- [WHAT THE EXERCISE ASKS]: Convert all of the records below into a JSON list of strings with one string for each line, and omit any blank lines.

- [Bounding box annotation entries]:

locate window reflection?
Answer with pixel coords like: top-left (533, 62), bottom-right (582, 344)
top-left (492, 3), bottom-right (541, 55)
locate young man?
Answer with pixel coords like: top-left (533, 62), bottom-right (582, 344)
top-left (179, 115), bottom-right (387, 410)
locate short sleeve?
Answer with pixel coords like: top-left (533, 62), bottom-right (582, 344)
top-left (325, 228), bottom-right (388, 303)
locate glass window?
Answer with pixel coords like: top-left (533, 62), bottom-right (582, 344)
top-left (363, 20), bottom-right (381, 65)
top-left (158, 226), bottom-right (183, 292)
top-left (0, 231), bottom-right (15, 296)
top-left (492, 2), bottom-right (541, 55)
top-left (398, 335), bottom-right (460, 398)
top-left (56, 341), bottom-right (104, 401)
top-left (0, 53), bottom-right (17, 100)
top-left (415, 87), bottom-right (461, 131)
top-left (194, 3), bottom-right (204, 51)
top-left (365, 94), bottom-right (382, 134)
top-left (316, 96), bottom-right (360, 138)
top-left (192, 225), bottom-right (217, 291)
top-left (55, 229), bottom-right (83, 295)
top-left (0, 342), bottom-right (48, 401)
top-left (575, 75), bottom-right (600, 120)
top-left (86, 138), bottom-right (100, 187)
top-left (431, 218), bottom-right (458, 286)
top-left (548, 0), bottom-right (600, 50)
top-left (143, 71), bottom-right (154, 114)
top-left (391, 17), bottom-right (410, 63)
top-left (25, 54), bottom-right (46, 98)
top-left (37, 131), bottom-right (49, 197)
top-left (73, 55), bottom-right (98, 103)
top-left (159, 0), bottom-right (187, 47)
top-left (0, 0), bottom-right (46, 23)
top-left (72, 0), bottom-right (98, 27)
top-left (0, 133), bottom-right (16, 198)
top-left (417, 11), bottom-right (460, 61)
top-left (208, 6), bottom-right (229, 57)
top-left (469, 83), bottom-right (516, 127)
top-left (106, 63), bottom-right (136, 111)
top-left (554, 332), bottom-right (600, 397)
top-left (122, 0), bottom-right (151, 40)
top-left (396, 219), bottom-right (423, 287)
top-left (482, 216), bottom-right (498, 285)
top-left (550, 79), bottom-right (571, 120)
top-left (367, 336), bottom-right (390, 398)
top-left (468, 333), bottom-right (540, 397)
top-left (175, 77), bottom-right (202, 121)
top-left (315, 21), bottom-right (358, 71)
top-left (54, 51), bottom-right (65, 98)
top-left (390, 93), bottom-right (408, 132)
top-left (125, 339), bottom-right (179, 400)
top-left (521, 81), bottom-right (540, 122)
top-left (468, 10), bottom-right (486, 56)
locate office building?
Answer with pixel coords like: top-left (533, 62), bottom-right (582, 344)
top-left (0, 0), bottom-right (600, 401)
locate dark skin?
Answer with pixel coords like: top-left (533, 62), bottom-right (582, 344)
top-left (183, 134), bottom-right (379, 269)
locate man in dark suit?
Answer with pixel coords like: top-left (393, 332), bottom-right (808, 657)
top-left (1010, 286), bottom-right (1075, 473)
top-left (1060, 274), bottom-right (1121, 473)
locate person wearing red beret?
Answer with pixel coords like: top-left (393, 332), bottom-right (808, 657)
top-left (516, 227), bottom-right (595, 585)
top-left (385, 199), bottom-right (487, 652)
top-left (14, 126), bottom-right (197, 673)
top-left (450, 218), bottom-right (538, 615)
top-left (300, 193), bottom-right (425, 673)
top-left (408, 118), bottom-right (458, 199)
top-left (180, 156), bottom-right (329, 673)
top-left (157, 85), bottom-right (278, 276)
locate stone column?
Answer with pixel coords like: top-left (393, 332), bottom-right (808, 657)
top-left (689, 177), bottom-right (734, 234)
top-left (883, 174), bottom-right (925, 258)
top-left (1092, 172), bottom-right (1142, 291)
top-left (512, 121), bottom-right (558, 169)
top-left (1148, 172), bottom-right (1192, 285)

- [THE RESULT]:
[
  "locate window reflection?",
  "Answer with pixel coords like: top-left (533, 62), bottom-right (582, 344)",
  "top-left (492, 3), bottom-right (541, 55)",
  "locate young man?",
  "Answer with pixel coords like: top-left (533, 62), bottom-right (582, 344)",
  "top-left (179, 115), bottom-right (387, 410)",
  "locate short sleeve?",
  "Answer with pixel coords like: top-left (533, 62), bottom-right (582, 344)",
  "top-left (325, 228), bottom-right (388, 303)",
  "locate glass window?",
  "Answer with pixel coords like: top-left (533, 62), bottom-right (582, 344)",
  "top-left (363, 20), bottom-right (381, 65)",
  "top-left (158, 226), bottom-right (183, 292)",
  "top-left (0, 231), bottom-right (15, 296)",
  "top-left (492, 2), bottom-right (541, 55)",
  "top-left (398, 335), bottom-right (460, 398)",
  "top-left (56, 341), bottom-right (104, 401)",
  "top-left (0, 53), bottom-right (17, 100)",
  "top-left (415, 87), bottom-right (461, 131)",
  "top-left (194, 3), bottom-right (204, 51)",
  "top-left (365, 94), bottom-right (382, 134)",
  "top-left (316, 96), bottom-right (360, 138)",
  "top-left (192, 225), bottom-right (217, 291)",
  "top-left (55, 229), bottom-right (83, 295)",
  "top-left (0, 342), bottom-right (48, 401)",
  "top-left (575, 75), bottom-right (600, 120)",
  "top-left (86, 138), bottom-right (100, 187)",
  "top-left (431, 218), bottom-right (458, 286)",
  "top-left (548, 0), bottom-right (600, 50)",
  "top-left (143, 71), bottom-right (154, 114)",
  "top-left (391, 17), bottom-right (410, 63)",
  "top-left (25, 54), bottom-right (46, 98)",
  "top-left (37, 131), bottom-right (49, 197)",
  "top-left (73, 55), bottom-right (98, 103)",
  "top-left (159, 0), bottom-right (187, 47)",
  "top-left (0, 0), bottom-right (46, 23)",
  "top-left (72, 0), bottom-right (98, 27)",
  "top-left (0, 133), bottom-right (16, 198)",
  "top-left (417, 11), bottom-right (460, 61)",
  "top-left (208, 6), bottom-right (229, 57)",
  "top-left (469, 83), bottom-right (516, 127)",
  "top-left (106, 63), bottom-right (136, 111)",
  "top-left (554, 332), bottom-right (600, 397)",
  "top-left (122, 0), bottom-right (151, 40)",
  "top-left (396, 219), bottom-right (423, 287)",
  "top-left (482, 216), bottom-right (498, 285)",
  "top-left (550, 79), bottom-right (571, 120)",
  "top-left (367, 336), bottom-right (390, 398)",
  "top-left (468, 333), bottom-right (540, 397)",
  "top-left (175, 77), bottom-right (202, 121)",
  "top-left (315, 21), bottom-right (358, 71)",
  "top-left (54, 51), bottom-right (65, 98)",
  "top-left (390, 93), bottom-right (408, 132)",
  "top-left (125, 339), bottom-right (179, 400)",
  "top-left (521, 81), bottom-right (540, 122)",
  "top-left (468, 10), bottom-right (486, 56)",
  "locate office building?",
  "Answer with pixel coords like: top-left (533, 62), bottom-right (582, 344)",
  "top-left (0, 0), bottom-right (600, 401)",
  "locate dark skin?",
  "Answer with pixel coords like: top-left (533, 62), bottom-right (582, 344)",
  "top-left (183, 134), bottom-right (379, 269)",
  "locate man in dark suit?",
  "Answer with pixel coords like: top-left (393, 332), bottom-right (808, 657)",
  "top-left (1010, 286), bottom-right (1075, 473)",
  "top-left (1060, 274), bottom-right (1121, 473)",
  "locate person wearing red beret?",
  "Answer with pixel coords like: top-left (393, 332), bottom-right (808, 657)",
  "top-left (516, 227), bottom-right (595, 585)",
  "top-left (385, 199), bottom-right (487, 652)",
  "top-left (14, 126), bottom-right (197, 673)",
  "top-left (450, 218), bottom-right (538, 615)",
  "top-left (300, 193), bottom-right (425, 673)",
  "top-left (408, 118), bottom-right (458, 199)",
  "top-left (180, 156), bottom-right (329, 673)",
  "top-left (157, 85), bottom-right (278, 276)",
  "locate stone column?",
  "Answer with pixel coords like: top-left (393, 332), bottom-right (808, 657)",
  "top-left (689, 177), bottom-right (734, 234)",
  "top-left (883, 174), bottom-right (925, 258)",
  "top-left (1092, 172), bottom-right (1142, 291)",
  "top-left (512, 121), bottom-right (558, 169)",
  "top-left (1148, 172), bottom-right (1192, 285)"
]